**Data extract**
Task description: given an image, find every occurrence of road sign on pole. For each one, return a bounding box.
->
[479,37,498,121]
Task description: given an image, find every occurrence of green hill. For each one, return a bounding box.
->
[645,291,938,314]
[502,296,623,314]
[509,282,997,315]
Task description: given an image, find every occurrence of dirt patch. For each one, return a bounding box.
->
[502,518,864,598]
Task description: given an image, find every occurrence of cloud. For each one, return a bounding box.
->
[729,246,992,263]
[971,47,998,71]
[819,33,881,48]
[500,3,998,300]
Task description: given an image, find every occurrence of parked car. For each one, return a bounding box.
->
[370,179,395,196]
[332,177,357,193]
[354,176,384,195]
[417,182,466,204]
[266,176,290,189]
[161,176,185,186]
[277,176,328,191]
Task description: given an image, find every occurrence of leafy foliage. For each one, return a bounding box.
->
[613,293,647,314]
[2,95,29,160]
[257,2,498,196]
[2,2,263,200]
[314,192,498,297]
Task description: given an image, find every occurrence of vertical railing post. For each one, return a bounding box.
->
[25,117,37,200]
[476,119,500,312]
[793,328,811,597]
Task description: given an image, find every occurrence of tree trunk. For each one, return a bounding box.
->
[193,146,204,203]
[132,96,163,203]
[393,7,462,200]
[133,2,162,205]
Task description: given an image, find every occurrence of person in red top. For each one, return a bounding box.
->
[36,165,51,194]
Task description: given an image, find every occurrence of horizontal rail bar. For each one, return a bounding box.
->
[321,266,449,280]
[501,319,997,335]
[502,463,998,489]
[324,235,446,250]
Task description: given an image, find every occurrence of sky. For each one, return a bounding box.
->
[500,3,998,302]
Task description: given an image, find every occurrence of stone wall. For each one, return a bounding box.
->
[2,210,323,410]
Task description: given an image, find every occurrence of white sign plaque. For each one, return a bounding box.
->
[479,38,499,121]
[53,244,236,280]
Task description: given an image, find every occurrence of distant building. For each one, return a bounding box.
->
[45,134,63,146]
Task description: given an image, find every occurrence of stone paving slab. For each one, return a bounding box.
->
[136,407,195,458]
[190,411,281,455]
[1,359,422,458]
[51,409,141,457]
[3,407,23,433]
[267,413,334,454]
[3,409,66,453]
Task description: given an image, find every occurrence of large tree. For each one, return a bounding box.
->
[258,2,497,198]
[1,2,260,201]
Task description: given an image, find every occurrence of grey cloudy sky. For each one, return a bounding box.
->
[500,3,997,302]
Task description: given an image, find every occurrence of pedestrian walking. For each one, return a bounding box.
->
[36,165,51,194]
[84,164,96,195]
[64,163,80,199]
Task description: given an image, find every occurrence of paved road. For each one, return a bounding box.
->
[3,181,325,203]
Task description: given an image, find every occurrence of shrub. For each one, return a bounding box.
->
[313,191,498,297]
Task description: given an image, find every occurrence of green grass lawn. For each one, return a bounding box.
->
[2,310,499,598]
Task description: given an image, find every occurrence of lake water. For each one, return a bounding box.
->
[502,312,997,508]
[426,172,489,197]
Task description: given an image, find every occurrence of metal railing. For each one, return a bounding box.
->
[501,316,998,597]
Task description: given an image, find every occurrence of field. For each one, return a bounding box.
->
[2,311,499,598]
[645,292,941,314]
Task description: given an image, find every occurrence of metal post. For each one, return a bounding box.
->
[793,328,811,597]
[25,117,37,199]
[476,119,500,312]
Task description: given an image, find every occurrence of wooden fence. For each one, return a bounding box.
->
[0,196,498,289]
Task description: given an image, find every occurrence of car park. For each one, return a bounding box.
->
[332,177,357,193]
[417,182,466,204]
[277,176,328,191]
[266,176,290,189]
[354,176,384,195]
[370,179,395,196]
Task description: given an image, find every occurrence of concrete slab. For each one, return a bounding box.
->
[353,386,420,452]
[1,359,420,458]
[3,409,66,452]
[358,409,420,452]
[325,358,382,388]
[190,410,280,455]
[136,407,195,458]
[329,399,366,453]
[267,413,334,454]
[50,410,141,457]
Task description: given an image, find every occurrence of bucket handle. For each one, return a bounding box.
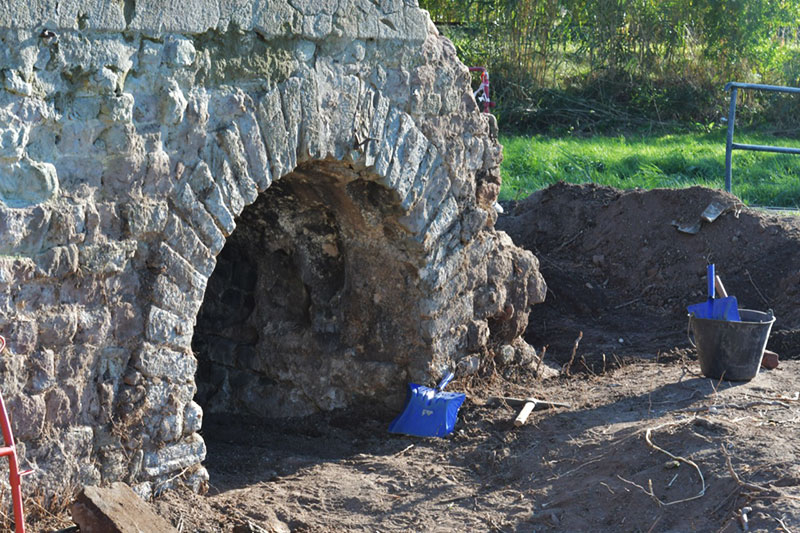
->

**How to complete this task**
Your answer should consist of the lines from the listing that hold the word "tree".

**The completed task**
Task description: given an image, find every occurrence of tree trunk. For each one, return a bounding box.
Task description: given an image, find every occurrence of large tree. For each one, return a bounding box.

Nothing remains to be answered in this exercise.